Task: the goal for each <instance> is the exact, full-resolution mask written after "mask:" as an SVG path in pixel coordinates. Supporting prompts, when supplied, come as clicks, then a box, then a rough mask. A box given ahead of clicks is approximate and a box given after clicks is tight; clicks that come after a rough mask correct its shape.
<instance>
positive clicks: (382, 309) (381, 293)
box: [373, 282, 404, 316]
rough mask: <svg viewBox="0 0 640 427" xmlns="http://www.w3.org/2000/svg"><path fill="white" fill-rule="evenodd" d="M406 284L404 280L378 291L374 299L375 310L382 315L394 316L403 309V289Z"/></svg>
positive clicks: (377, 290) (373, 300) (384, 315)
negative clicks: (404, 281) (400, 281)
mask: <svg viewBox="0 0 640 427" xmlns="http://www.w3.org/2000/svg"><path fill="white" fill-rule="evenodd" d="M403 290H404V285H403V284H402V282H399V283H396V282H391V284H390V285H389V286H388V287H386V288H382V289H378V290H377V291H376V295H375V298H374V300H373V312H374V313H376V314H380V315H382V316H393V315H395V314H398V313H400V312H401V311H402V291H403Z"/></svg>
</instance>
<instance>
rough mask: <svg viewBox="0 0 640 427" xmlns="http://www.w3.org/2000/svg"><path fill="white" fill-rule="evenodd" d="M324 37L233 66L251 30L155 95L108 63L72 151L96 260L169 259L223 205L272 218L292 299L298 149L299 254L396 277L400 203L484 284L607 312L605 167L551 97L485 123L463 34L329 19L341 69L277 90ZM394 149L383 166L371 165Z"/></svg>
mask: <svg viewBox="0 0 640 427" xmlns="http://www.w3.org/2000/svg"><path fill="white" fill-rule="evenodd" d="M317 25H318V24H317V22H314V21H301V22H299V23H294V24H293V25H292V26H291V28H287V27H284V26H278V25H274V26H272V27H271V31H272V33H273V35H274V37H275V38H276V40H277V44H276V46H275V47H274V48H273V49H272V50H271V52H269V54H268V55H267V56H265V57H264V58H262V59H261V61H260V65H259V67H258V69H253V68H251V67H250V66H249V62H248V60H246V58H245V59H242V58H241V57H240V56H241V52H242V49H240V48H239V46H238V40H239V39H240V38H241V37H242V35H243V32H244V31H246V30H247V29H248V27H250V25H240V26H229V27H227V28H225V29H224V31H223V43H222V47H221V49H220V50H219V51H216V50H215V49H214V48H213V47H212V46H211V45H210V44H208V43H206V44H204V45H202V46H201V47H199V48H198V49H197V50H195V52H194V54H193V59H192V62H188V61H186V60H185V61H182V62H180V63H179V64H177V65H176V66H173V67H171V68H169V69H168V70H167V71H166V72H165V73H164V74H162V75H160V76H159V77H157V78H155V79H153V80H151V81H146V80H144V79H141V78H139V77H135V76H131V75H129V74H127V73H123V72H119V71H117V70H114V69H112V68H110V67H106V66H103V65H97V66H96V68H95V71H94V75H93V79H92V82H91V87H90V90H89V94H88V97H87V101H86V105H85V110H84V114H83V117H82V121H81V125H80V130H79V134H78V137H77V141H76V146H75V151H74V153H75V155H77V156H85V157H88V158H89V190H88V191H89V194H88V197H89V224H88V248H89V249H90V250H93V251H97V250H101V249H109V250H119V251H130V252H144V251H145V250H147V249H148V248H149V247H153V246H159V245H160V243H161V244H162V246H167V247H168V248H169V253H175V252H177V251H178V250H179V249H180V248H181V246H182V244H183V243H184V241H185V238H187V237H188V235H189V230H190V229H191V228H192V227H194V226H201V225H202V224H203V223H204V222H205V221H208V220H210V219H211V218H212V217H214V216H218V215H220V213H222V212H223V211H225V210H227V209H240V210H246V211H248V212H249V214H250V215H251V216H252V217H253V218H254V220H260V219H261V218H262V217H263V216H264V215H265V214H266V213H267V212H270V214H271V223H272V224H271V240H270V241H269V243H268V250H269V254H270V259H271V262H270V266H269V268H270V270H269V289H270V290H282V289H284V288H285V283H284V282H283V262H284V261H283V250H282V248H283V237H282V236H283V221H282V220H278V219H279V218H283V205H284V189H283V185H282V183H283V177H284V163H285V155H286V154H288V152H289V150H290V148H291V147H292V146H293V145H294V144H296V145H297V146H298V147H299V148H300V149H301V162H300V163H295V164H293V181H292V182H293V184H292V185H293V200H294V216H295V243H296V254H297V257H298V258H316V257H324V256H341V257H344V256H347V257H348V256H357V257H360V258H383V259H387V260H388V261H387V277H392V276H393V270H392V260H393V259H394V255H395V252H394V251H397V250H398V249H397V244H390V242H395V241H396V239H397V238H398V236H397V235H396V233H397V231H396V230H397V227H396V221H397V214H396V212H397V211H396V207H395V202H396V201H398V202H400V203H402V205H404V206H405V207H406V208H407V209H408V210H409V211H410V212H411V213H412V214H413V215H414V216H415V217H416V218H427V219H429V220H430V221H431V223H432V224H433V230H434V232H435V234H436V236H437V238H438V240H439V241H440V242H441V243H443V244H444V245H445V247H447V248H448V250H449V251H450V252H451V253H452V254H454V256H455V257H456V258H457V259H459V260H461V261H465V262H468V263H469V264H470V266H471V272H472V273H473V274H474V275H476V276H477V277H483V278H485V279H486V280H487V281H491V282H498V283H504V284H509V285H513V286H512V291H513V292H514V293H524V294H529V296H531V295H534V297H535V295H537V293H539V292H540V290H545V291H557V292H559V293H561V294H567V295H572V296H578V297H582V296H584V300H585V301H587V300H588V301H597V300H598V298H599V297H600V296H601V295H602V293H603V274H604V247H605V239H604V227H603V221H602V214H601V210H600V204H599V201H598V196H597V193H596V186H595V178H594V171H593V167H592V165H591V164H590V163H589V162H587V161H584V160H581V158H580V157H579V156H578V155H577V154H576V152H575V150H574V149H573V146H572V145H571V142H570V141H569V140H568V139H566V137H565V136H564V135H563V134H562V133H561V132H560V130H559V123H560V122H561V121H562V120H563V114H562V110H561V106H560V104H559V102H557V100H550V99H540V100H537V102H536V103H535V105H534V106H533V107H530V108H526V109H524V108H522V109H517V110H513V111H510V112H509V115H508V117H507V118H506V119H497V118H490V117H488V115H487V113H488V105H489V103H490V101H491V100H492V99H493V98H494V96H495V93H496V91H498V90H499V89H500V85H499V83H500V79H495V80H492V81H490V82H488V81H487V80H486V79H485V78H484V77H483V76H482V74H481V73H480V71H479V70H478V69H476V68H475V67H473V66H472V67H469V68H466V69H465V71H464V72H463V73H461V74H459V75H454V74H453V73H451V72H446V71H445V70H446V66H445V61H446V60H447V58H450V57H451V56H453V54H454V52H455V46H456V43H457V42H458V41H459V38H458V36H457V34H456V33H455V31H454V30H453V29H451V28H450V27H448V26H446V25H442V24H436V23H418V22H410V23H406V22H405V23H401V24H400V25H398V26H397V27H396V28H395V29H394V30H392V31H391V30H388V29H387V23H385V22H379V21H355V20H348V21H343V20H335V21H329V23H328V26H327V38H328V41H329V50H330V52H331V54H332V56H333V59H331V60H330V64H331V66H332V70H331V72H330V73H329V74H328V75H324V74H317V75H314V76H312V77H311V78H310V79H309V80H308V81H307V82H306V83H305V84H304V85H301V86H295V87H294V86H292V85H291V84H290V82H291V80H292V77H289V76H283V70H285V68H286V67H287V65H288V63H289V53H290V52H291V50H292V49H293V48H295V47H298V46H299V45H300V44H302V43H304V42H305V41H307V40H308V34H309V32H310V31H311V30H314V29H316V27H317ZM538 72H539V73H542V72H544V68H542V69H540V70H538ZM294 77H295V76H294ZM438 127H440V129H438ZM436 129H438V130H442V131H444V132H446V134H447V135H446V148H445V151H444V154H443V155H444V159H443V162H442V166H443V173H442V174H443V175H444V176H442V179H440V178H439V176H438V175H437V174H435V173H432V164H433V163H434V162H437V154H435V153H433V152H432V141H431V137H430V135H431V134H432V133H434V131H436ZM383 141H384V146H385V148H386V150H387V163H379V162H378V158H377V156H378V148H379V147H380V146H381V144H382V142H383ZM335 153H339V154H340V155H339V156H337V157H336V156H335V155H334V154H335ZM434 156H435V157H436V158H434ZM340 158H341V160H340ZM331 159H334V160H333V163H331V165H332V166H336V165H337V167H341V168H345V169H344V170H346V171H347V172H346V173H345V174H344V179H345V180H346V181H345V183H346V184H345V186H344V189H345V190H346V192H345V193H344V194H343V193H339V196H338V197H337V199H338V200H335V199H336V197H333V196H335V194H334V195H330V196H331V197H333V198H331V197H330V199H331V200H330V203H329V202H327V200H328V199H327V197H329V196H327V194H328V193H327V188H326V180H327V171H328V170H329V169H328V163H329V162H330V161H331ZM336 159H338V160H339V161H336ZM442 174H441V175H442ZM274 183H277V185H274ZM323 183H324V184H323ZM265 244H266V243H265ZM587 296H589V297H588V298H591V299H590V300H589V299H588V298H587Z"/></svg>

# # #

Lines after the one containing "positive clicks: (377, 290)" are not wanted; repeat exactly each line above from the first up to and including it.

§ **SOLUTION TO THIS EXERCISE**
Task: the goal for each <instance> is the exact, full-resolution mask written after "mask:" as an SVG path in pixel coordinates. Supporting prompts, when supplied, come as clicks, then a box, then a rough mask. A box given ahead of clicks is approximate and a box given after clicks is tight; clicks that come after a rough mask correct its shape.
<instance>
positive clicks: (382, 309) (381, 293)
box: [373, 282, 404, 316]
rough mask: <svg viewBox="0 0 640 427" xmlns="http://www.w3.org/2000/svg"><path fill="white" fill-rule="evenodd" d="M406 284L404 280L378 291L374 299L375 310L382 315L394 316L403 309V289Z"/></svg>
positive clicks: (377, 290) (373, 300) (384, 315)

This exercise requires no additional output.